-- Records to process follows --
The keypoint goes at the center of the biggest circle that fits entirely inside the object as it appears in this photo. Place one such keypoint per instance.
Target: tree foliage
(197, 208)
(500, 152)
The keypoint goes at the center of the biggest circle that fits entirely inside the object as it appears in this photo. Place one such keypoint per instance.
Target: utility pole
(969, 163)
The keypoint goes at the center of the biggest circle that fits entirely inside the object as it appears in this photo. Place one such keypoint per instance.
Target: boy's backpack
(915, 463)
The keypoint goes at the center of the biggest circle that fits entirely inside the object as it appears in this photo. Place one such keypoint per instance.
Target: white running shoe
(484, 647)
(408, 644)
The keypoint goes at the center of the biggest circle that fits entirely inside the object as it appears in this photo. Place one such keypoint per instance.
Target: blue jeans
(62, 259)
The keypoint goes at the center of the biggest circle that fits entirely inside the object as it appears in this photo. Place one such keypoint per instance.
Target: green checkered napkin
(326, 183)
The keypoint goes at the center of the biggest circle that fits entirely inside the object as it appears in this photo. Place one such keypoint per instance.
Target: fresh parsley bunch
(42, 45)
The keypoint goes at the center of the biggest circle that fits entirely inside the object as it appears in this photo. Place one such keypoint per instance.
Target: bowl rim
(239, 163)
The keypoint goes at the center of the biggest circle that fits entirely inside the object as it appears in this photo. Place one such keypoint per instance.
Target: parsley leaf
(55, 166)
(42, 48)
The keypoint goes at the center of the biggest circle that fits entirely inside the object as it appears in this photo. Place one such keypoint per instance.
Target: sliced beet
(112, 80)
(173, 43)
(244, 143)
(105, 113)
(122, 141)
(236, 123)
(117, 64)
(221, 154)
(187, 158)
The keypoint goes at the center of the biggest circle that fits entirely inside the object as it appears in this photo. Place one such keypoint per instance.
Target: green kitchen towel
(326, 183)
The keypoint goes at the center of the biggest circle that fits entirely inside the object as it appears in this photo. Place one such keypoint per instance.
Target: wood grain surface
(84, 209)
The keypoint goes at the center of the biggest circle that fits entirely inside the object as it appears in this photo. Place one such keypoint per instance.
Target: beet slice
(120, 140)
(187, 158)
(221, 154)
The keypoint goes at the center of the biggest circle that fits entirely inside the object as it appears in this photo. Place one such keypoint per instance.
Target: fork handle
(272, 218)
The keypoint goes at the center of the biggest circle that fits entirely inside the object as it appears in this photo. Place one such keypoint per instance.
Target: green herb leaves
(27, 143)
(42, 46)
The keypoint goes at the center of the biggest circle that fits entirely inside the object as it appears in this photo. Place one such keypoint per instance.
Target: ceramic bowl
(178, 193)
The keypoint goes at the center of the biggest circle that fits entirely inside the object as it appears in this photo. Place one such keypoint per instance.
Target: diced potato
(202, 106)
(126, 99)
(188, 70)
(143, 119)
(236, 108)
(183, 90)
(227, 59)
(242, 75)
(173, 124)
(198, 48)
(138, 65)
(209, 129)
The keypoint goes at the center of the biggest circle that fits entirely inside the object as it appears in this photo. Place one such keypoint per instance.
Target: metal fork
-- Records to process concluded --
== Exercise directions ==
The complete data is to be transcribed verbatim.

== Answer to this problem ==
The keypoint goes at the center of the biggest circle that fits entirely inside the object as it appears in this photo. Place one such keypoint per instance.
Target: tree foliage
(197, 208)
(500, 152)
The keypoint goes at the center of the biggest circle that fits entirely inside the object as it appears in this photo. Place one such keypoint per instance.
Target: utility pole
(969, 163)
The keypoint goes at the center of the biggest circle that fits entirely inside the object as it appears in this photo. Place one such keypoint per instance.
Target: boy's backpack
(915, 463)
The keypoint goes at the center of the biggest circle that fits entirely inside the object as it appears in this photo. Place one such keypoint per instance.
Target: white running shoe
(484, 647)
(408, 644)
The keypoint goes at the center of the biggest circle that fits entirely inside the object as it appears in this photo. Place one such keypoint per instance.
Target: blue jeans
(62, 259)
The keypoint goes at the center of the biggest circle that fits entirely inside the object as it appears in this photo. Place one such keypoint per instance.
Target: green checkered napkin
(326, 183)
The keypoint goes at the center of the biggest circle that fits entirely inside the object as it appears in this photo. Place one such keypoint per instance.
Target: fresh parsley bunch
(42, 45)
The keypoint goes at the center of the biggest circle that fits entirely inside the object as it appears in this photo. Place one such keypoint per instance.
Target: bowl rim
(239, 163)
The keypoint goes at the center of the biggest circle that fits entirely inside the object as it appears in this photo. Place one such keypoint per instance.
Target: parsley leaf
(55, 166)
(42, 48)
The keypoint goes at the center of the biggest circle that fits entirely inside the object as it appears in this photo. Place one such keypoint per instance.
Target: sliced beet
(112, 80)
(173, 43)
(244, 143)
(105, 113)
(122, 141)
(236, 123)
(117, 64)
(221, 154)
(187, 158)
The keypoint goes at the center of the biggest circle that fits entirely inside the object as it appears in this photo. Place one such keypoint per instance.
Target: green kitchen towel
(326, 183)
The keypoint goes at the center of the biggest circle that fits entirely inside the object as it appears in this photo. Place one such keypoint per instance.
Target: wood grain surface
(84, 209)
The keypoint goes at the center of the biggest circle that fits entirely inside the object as it appears in this photo. Place one such keypoint per instance.
Target: beet slice
(120, 140)
(187, 158)
(221, 154)
The keypoint goes at the center of the biggest circle that fits entirely inside the object as it appears in this photo. Place one such keypoint per instance.
Target: fork handle
(272, 218)
The keypoint goes at the center of the biggest circle that fits entirely inside the object as it appears in this photo. Place one such keypoint per instance.
Target: green herb leaves
(27, 143)
(42, 46)
The keypoint goes at the center of the biggest circle that fits entirely inside the object as it appears in this photo. Place one such keypoint per instance.
Target: ceramic bowl
(178, 193)
The keypoint goes at the center of the biggest circle that fits entirely inside the object as it appears in this photo. Place one such keypoint per instance.
Target: diced potato
(202, 106)
(126, 99)
(188, 70)
(143, 119)
(236, 108)
(183, 90)
(227, 59)
(242, 75)
(173, 124)
(198, 48)
(138, 65)
(209, 129)
The keypoint goes at the center of the biggest circle that fits entirely inside the object as it appears in this photo. Place one such keypoint per instance.
Target: metal fork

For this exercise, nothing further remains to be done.